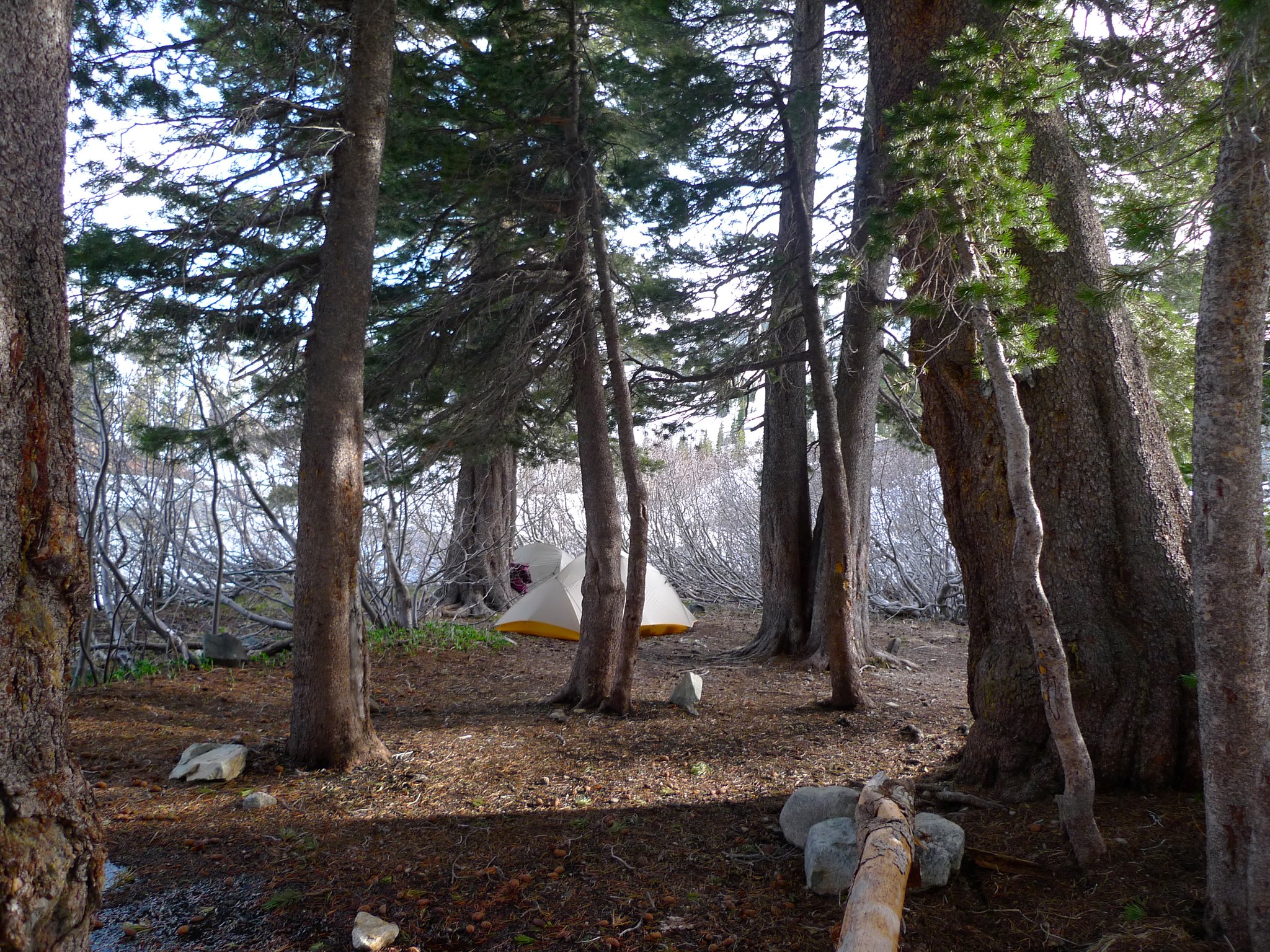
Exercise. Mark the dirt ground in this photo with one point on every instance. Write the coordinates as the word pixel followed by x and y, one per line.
pixel 498 828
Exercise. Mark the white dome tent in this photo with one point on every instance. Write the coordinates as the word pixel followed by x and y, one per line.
pixel 553 609
pixel 543 559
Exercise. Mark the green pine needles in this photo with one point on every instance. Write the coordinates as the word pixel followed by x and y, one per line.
pixel 962 154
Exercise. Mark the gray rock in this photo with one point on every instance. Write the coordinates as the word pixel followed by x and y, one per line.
pixel 912 731
pixel 371 933
pixel 210 762
pixel 259 800
pixel 831 856
pixel 807 806
pixel 687 692
pixel 940 847
pixel 225 649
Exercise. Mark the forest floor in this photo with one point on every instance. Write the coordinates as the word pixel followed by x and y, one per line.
pixel 495 827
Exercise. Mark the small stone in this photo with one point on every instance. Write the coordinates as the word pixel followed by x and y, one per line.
pixel 831 856
pixel 807 806
pixel 210 762
pixel 371 933
pixel 259 800
pixel 912 731
pixel 687 692
pixel 940 845
pixel 225 649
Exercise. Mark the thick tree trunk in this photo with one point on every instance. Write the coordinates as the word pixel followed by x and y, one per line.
pixel 1106 484
pixel 51 856
pixel 1076 805
pixel 833 584
pixel 331 721
pixel 860 369
pixel 478 562
pixel 591 678
pixel 785 496
pixel 637 495
pixel 1228 519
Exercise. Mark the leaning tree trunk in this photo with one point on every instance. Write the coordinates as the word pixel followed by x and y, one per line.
pixel 1109 490
pixel 1228 518
pixel 860 368
pixel 1076 805
pixel 784 493
pixel 619 700
pixel 51 857
pixel 477 570
pixel 331 720
pixel 833 587
pixel 591 678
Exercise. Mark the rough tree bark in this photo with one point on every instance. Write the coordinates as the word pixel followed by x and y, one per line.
pixel 478 560
pixel 785 495
pixel 884 829
pixel 51 855
pixel 1106 484
pixel 831 606
pixel 619 700
pixel 860 369
pixel 331 720
pixel 1076 805
pixel 1228 521
pixel 591 678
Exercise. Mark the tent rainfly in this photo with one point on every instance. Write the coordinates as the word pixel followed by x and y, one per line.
pixel 544 560
pixel 554 609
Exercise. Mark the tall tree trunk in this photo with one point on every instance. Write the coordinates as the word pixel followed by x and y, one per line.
pixel 403 606
pixel 833 584
pixel 51 856
pixel 1106 484
pixel 591 678
pixel 619 700
pixel 478 560
pixel 1076 805
pixel 331 720
pixel 860 367
pixel 785 496
pixel 1228 519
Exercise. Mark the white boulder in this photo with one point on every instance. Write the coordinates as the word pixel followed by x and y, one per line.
pixel 371 933
pixel 687 692
pixel 210 762
pixel 258 800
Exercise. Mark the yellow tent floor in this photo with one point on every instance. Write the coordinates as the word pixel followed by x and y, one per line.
pixel 551 631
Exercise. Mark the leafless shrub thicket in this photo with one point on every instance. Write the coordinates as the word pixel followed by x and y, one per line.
pixel 913 569
pixel 190 532
pixel 704 526
pixel 186 535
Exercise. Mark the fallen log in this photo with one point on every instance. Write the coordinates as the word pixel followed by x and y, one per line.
pixel 884 831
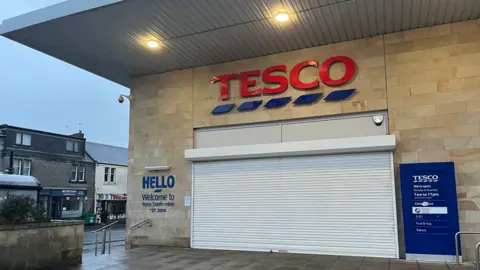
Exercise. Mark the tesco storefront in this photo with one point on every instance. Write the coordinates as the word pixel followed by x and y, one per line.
pixel 366 147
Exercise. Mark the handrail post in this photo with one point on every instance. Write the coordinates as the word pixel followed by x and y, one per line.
pixel 109 240
pixel 477 247
pixel 96 242
pixel 456 248
pixel 103 241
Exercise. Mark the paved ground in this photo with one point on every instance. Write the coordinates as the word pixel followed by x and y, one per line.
pixel 118 234
pixel 194 259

What to produce >> You need to copy every entry exactly, taking out only the pictures.

Final answer >>
Exercise. Mark the dirt ground in this photo with one point on every instance. Write the coordinates as the word pixel followed by x and y, one per line.
pixel 498 828
Exercise. Mark the white dome tent in this photo with one point on every instance. Write the coordinates as the word pixel followed by x and y, one per line.
pixel 553 609
pixel 543 559
Exercise. Mark the green pine needles in this photo with one point on every instance. Write the coordinates as the word pixel followed by x and y, one per line.
pixel 962 154
Exercise. Mark the gray rock in this photo with one point on every instance. Write the coordinates as the word pixel followed by x and y, one per line.
pixel 912 731
pixel 371 933
pixel 210 762
pixel 259 800
pixel 831 856
pixel 807 806
pixel 687 692
pixel 940 847
pixel 225 649
Exercise. Mark the forest floor in this photo with one point on every instance. Write the coordinates as the word pixel followed by x and y, one per line.
pixel 495 827
Exercise. Mark the small stone in this photo with one point on every instance. Write the coordinates as the word pixel followed by x and y, one per line.
pixel 831 856
pixel 807 806
pixel 210 762
pixel 371 933
pixel 259 800
pixel 912 731
pixel 687 692
pixel 940 845
pixel 225 649
Exercise. Mark the thick tree trunk in this photo with one point on every instance. Write the coordinates as the word pixel followed by x and y, one per line.
pixel 1106 484
pixel 51 856
pixel 1076 805
pixel 833 584
pixel 331 721
pixel 860 369
pixel 478 562
pixel 591 678
pixel 785 496
pixel 637 495
pixel 1228 519
Exercise. Mark the leaning tree trunk in this photo with one point on every instance. Write the coordinates as the word pixel followed by x and y, one per line.
pixel 1109 490
pixel 1228 518
pixel 860 368
pixel 1076 805
pixel 784 493
pixel 619 700
pixel 51 857
pixel 477 570
pixel 331 720
pixel 833 587
pixel 591 678
Exercise. Mark the rough tree bark in this photo with one point on every instance. Write the coordinates as the word pixel followed by x and y, one per line.
pixel 478 560
pixel 785 495
pixel 884 829
pixel 51 855
pixel 1106 484
pixel 831 606
pixel 619 700
pixel 860 369
pixel 331 720
pixel 1076 805
pixel 1228 521
pixel 591 678
Exercise. Mark the tent rainfly in this photo with one point on every instance. Write the coordinates as the word pixel followed by x and y, one per line.
pixel 544 560
pixel 554 609
Exercise. Mark the tall tree trunk in this photo with one point on every instance. Write the coordinates as the word pixel followed by x and y, one per line.
pixel 403 606
pixel 833 584
pixel 51 856
pixel 1106 484
pixel 591 678
pixel 619 700
pixel 478 560
pixel 1076 805
pixel 331 720
pixel 860 367
pixel 785 496
pixel 1228 519
Exercise. Mark the white boulder in this photo with one point on every instance. Write the coordinates as the word pixel followed by x and y, one per line.
pixel 371 933
pixel 687 692
pixel 210 762
pixel 258 800
Exercise. Mark the yellow tent floor in this photo with one point on every instance. Write the coordinates as the word pixel followed by x and y, one per line.
pixel 551 631
Exercise. Mark the leafless shrub thicket in this photo with one point on every instance. Write the coordinates as the word pixel followed by x and y, one per line.
pixel 913 569
pixel 190 532
pixel 704 526
pixel 186 535
Exercise. Mark the fallen log in this photo with one point on every instance. Write the coordinates as the word pixel followed by x and y, one per line.
pixel 884 831
Exercise. Mark the tesco storefront in this photo with one point on every instance. Write the coordinates as the word pixel followed by x and y, one per line.
pixel 366 147
Exercise. Mark the handrail post in this photo with one point on every instance. Write the coordinates as the word pixel followed by x and y, one per line.
pixel 109 240
pixel 477 247
pixel 96 242
pixel 456 248
pixel 103 241
Exercise. Mark the paved ground in this photo with one point on every instance. Write the coordinates as the word pixel followed by x and y, one per line.
pixel 118 234
pixel 194 259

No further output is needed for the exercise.